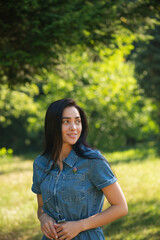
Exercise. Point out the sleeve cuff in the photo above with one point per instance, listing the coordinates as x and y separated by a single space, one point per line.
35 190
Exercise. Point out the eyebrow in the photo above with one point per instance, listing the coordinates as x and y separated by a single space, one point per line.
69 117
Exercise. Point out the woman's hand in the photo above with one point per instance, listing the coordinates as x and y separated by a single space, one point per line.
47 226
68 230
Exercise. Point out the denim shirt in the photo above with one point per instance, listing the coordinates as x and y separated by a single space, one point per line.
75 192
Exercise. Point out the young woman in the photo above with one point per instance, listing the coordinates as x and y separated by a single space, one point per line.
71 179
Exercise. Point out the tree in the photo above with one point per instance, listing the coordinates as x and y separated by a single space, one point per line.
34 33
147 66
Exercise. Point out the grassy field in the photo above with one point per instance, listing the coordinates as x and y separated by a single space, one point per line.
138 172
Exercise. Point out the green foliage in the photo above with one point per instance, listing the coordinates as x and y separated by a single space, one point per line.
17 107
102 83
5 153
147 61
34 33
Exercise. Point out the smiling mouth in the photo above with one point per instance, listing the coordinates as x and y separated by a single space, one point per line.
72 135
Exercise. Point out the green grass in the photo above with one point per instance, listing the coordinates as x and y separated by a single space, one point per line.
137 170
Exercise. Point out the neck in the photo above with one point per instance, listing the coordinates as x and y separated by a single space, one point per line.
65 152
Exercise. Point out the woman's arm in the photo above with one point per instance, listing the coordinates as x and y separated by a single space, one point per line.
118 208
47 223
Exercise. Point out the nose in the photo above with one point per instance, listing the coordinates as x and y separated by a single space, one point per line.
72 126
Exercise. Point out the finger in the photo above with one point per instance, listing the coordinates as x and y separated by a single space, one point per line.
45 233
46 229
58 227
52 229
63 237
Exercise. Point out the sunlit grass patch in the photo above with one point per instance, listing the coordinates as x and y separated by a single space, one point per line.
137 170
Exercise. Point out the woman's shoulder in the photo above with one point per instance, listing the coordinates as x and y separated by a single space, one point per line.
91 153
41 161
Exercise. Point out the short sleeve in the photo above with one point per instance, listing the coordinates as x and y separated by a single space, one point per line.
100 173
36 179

= = = = =

▸ Work item: An exact, word-for-word copy of the records is expected, with no pictures in it.

▸ Solved exercise:
Exercise. Point out the sleeve cuff in the photo above with one point per instance, listing the coordinates as x and y separated by a single space, one point per line.
35 190
Exercise. Point out the eyebrow in the photo above with one point per instance, listing the coordinates as x and y separated by a single space, one point per line.
69 117
Exercise. Point out the woman's hand in the photo above with one point per instance, listing the coordinates as x and y separated by a single space, one point per line.
47 226
68 230
Exercise. Point out the denim shirt in the photo above with one point per instance, listing the coordinates as x and y separated by a single space, one point per line.
75 192
Exercise. Point out the young woman in the photo above with one point per instance, listing the coordinates as x and y separated by a single space, one point per line.
71 179
Exercise. Point out the tree in the photo above with one point per instance, listing the coordinates as x and y separated by a single space, one point per line.
34 33
147 66
Exercise. Point out the grassy field in the photo above with one point per instance, listing the coordinates as x and y separated by a single space, one point per line.
138 172
Exercise. Point out the green foliage in the photo above with one point per instance, listing the coordinates as x and y separated by a single space, one point per line.
17 107
102 83
5 153
147 61
34 33
Exercise. Point out the smiling mouth in the photo above with one point per instance, listing the coordinates as x and y separated by a single space, one point per line.
72 135
Exercise. Point out the green grass in the photo above with one point per instance, listing the coordinates as x and y separated by a single space, one point per line.
137 170
Exercise. Point out the neck in the photo above with one point per instance, listing the coordinates as x and y separated by a single space, one point per line.
65 152
Exercise. Point out the woman's arm in the photo above with one point per instance, listing the coordinates as x and y separated by a single space, one point per line.
118 208
47 223
Exercise. Point out the nose in the photo above with one point per instance, listing the coordinates as x and y separated by a single space, one point per line.
72 126
Exercise. Point out the finger in the photo above with one point per instance, listing the coordinates as x and y separated by a single space, one point per line.
45 233
46 229
58 227
52 229
63 237
Exercise. Point out the sunlit grass patch in the photo above with one point per instance, listing the coordinates as x and y separated by a single space, one point per line.
137 170
Exercise. Point out the woman's shoulder in the photo above with one point per instance, listing the coordinates as x and y separated by a single space, one point per line.
91 153
41 161
Exercise. Point out the short sleeve in the photo above with one point per instance, listing the coordinates as x and y separated by a single space, one point per line.
100 173
36 179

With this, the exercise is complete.